| THE EXERCISE |
Rewrite the listing below, substituting "single marker" for each occurrence of "single dot" and leaving every other word as it is.

***

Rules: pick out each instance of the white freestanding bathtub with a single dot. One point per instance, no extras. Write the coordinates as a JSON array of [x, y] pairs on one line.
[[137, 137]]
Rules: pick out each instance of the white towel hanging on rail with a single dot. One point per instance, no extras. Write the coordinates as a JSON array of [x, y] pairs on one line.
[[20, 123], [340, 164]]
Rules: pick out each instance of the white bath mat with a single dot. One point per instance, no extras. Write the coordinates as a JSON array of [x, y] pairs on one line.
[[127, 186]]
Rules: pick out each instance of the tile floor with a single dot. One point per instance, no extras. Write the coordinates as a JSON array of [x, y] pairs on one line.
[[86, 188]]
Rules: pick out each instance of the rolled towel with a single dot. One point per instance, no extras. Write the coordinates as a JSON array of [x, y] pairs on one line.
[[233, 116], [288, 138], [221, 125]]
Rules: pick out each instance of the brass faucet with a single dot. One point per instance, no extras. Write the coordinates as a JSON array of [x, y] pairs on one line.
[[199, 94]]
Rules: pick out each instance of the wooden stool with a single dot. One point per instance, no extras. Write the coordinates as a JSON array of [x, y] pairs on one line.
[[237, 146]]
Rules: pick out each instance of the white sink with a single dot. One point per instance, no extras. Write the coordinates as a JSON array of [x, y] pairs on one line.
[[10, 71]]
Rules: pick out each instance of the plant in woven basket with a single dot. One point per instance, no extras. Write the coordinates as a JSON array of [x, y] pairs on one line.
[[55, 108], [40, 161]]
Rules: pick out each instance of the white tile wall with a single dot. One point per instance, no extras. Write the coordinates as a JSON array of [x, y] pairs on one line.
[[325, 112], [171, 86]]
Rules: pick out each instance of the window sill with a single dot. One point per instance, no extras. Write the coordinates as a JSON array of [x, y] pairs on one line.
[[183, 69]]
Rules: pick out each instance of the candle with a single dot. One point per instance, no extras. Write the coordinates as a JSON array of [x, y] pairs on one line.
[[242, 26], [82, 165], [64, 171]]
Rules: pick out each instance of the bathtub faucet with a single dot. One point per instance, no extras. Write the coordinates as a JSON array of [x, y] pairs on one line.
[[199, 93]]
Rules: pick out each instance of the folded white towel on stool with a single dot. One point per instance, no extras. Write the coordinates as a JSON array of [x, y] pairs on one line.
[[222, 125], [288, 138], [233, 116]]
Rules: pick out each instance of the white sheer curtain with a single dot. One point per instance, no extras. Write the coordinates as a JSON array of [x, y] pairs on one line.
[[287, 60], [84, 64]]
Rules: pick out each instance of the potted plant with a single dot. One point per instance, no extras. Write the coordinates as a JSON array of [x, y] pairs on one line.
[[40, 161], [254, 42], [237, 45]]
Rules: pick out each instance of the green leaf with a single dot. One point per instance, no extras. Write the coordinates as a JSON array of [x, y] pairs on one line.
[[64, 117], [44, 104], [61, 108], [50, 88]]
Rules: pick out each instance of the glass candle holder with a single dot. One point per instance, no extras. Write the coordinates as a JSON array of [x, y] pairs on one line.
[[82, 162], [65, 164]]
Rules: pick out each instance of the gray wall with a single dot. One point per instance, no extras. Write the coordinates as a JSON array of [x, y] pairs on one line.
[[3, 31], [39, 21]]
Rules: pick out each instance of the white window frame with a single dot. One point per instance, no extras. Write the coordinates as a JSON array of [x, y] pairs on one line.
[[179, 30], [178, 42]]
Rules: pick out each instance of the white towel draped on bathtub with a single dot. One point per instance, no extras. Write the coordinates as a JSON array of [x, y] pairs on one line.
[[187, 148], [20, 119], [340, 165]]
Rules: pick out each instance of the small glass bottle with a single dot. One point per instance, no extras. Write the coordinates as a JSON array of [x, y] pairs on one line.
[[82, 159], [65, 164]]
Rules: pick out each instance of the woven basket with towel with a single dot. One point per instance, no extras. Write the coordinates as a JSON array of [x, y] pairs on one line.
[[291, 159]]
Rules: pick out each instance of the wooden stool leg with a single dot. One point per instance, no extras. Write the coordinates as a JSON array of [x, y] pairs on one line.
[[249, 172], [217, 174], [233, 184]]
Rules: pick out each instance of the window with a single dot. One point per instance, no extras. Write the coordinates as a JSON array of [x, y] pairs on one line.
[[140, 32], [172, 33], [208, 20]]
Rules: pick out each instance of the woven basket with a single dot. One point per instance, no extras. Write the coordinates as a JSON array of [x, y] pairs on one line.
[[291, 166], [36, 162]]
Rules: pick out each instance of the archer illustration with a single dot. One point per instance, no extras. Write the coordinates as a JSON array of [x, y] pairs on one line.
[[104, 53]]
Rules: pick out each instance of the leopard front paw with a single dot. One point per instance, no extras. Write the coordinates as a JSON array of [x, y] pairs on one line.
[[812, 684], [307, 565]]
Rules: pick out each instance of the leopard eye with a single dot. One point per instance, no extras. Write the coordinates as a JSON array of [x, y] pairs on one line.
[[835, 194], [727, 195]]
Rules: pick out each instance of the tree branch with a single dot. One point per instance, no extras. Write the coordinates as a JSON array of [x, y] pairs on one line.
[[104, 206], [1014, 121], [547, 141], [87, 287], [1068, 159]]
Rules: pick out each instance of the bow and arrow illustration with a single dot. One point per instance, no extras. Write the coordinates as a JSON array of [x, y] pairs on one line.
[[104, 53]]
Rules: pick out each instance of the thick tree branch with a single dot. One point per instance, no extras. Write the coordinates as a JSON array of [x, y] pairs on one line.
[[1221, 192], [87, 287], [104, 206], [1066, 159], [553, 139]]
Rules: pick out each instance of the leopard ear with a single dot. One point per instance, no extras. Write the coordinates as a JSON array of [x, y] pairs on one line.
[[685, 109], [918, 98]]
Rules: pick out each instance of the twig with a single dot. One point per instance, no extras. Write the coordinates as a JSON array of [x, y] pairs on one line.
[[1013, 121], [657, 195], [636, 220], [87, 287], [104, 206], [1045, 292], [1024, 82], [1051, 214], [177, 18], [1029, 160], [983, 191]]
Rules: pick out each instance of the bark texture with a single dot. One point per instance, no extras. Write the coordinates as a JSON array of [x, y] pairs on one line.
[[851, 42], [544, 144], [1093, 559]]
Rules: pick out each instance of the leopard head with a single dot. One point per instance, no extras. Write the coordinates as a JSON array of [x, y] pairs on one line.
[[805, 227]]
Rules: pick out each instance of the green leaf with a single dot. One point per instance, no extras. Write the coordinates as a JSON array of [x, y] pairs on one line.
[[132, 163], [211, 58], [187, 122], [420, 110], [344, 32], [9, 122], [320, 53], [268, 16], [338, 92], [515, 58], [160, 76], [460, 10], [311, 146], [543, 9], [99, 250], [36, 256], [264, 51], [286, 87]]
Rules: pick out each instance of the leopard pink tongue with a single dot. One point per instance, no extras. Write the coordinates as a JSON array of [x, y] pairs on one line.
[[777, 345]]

***

| SOLVED PROBLEM |
Rules: pick out each instance of the white freestanding bathtub with a single marker. One point per instance, no extras. Write the coordinates as a JSON array of [x, y] pairs on one line.
[[137, 137]]
Rules: pick out each instance of the white towel hanging on rail with a single marker. One point per instance, no extras. Write the coordinates as a JSON array of [x, y] pairs on one line.
[[20, 123], [340, 164]]
Rules: pick out each instance of the white bath mat with a single marker. One point per instance, no extras. Write the coordinates as a JSON array of [x, y] pairs on one line.
[[127, 186]]
Rules: pick out each instance of the tile floor with a single marker. One point per instance, no extras. Write the coordinates as a JSON array of [x, y] pairs on one line.
[[86, 188]]
Rules: pick out each instance of the rolled towel with a single marker. One point per instance, no extras. Write the coordinates as a JSON array of [x, y] pairs on one line.
[[233, 116], [288, 138], [221, 125]]
Rules: pick out each instance of the brass faucet with a single marker. One point per instance, no extras. Write the coordinates as a JSON array of [x, y] pairs on one line.
[[199, 94]]
Rules: pick out each instance of the wooden stool with a single marker. One point per instance, no extras. Write the coordinates as a JSON array of [x, y] pairs on one line.
[[237, 146]]
Rules: pick out each instance of the white sink with a single marker. One point per instance, no extras. Write the coordinates as a JSON array of [x, y] pairs on one line.
[[10, 71]]
Rules: pick out each instance of the plant in woven basket with a single marker. One point per instance, no extras. Write the coordinates as a JSON array of [x, y] pairs on one line.
[[55, 108], [40, 161]]
Rules: pick out each instance of the white tile wall with a single marker. One point per instance, no extras. Write the coordinates as a JSON array of [x, y] pairs on one line.
[[325, 112], [171, 86]]
Rules: pick out each instance of the window sill with a single marker. One point per instance, no extras. Write the coordinates as a JSON array of [x, y] pairs on one line.
[[183, 69]]
Rules: pick out each instance of the candle with a single marker. One point per instance, no extras. Write the coordinates as a JSON array of [x, y] pairs on one line.
[[242, 26], [82, 165], [64, 171]]
Rules: pick out each instance of the bathtub faucet with a single marker. One point per instance, no extras. Write the coordinates as a JSON array of [x, y] pairs on one line.
[[199, 93]]
Rules: pick out each instance of the folded white towel on stool with a single marker. One point per instance, no extras. Write the coordinates as a JSON array of [x, y] pairs on one line.
[[222, 125], [288, 138], [233, 116]]
Rules: pick out each instance of the white sheer curtain with a single marker. One point per instance, no extras. Write the coordinates as a JSON array of [x, y] pairs on one line.
[[287, 60], [84, 64]]
Rules: pick out each instance of the potted plant with a single marker. One point per instance, no extras. Write the coordinates as a JSON array of [x, y] pairs on one line.
[[40, 161], [254, 42], [237, 45]]
Rules: pick out each instance of the green leaf with a single marker. One point per instance, no extras. Write the coordinates as a JSON array of [x, y] pairs on one line.
[[64, 117], [44, 104], [61, 108], [50, 88]]
Rules: pick out each instance of the glass candle holder with a single marker. One point per instance, no extras. Write the coordinates as a JSON array of [x, y] pairs on one line.
[[82, 162], [65, 164]]
Rules: pick out each instance of the gray wall with a single marker. One point per instance, no extras. Write the coordinates as a JSON array of [x, y] pairs on one line.
[[3, 31], [39, 21]]
Rules: pick out each instance of the white window frame with a single marker. One point per instance, no extras. Write the coordinates as a JSON array of [x, y] pairs on one line.
[[179, 30], [178, 42]]
Rules: pick out each instance of the white towel draped on bathtub with a single marker. One point per instance, no extras. Write the coordinates as a JSON array of [x, y] pairs on one line.
[[187, 148], [20, 119], [340, 165]]
Rules: pick out each instance of the small glass bottle with a single marker. One point per instance, no extras. Write the coordinates as a JSON array of [x, y] pairs on one line.
[[82, 159], [65, 164]]
Rules: pick out each instance of the woven basket with towel with a single marker. One point per instance, no extras. Write the coordinates as a JSON array of [x, y] pairs on one line.
[[291, 159]]
Rules: pick out each instance of the wooden stool leg with a single marker. One point per instance, no extras. Write the coordinates as a JSON array of [x, y] pairs on one line.
[[249, 172], [217, 174], [233, 184]]
Rules: pick out each instance of the window with a single marker. One point per instance, no extras. Write the coordinates as a JSON array of [x, y] pairs on one line.
[[140, 32], [172, 33], [208, 20]]
Rules: pick out each instance of the woven basket with a single marker. One point per instance, no extras. Write the coordinates as a JSON array of [x, y] pairs on one line.
[[291, 166], [36, 162]]
Rules: pick out each instance of the archer illustration with a single marker. One point per instance, no extras. Write the coordinates as a JSON array of [x, y] pairs on one line.
[[104, 53]]
Rules: pick out each instance of the leopard front paw with a single marker. One point per instance, no extras. Write the coordinates as a JSON array of [x, y] pairs on one line.
[[812, 684], [307, 565]]
Rules: pick out each instance of the leopard eye with a single marker. One point per instance, no extras. Write the coordinates as a JSON array of [x, y] pairs on one line.
[[835, 194], [727, 195]]
Rules: pick out each instance of the tree branch with a single marker. One point per instance, no extras. Write the coordinates as a JSON array of [x, y] pairs on one line.
[[104, 206], [1014, 121], [547, 141], [87, 287], [1068, 159]]
Rules: pick out each instance of the bow and arrow illustration with a single marker. One point per instance, no extras. Write the coordinates as a JSON array of [x, y] pairs on one line.
[[104, 53]]
Rules: pick out each instance of the thick tree branch with a single marker. One point per instance, no extras. Write the coordinates as a JSON array of [x, y] pairs on one line.
[[1221, 192], [87, 287], [104, 206], [1066, 159], [553, 139]]
Rules: pick out each instance of the leopard ear with a single marker. One point per instance, no extras. Write the coordinates as a JSON array of [x, y] pairs on one line.
[[685, 109], [918, 98]]
Rules: pick out each instance of the twig with a single marker. One point per instance, no extras. Write the coordinates as a JSON array of [x, y] pairs on one line.
[[1013, 121], [657, 195], [636, 220], [87, 287], [104, 206], [1045, 292], [1024, 82], [1051, 214], [177, 18], [1029, 160], [983, 191]]
Rules: pick out each instance of the bark texture with a single marker. One point per instance, no extras. Write the coordinates as a JSON array of [x, y] pairs on one line.
[[851, 42], [544, 144], [1093, 559]]
Rules: pick out each instance of the leopard head with a single marker. One point per instance, no extras. Write the coordinates as a JSON array of [x, y] pairs on one line.
[[805, 227]]
Rules: pick out each instance of the green leaf with a single marker. One point per instance, no extras. Write the coordinates as a JSON array of [x, y] pairs on one line.
[[132, 163], [211, 58], [187, 122], [420, 110], [344, 32], [9, 122], [320, 53], [268, 16], [338, 92], [515, 58], [160, 76], [460, 10], [311, 146], [543, 9], [99, 250], [36, 256], [264, 51], [286, 87]]
Rules: pick out each instance of the leopard pink tongue with a single marker. One point per instance, no extras. Write the coordinates as a JSON array of [x, y] pairs on one line.
[[777, 345]]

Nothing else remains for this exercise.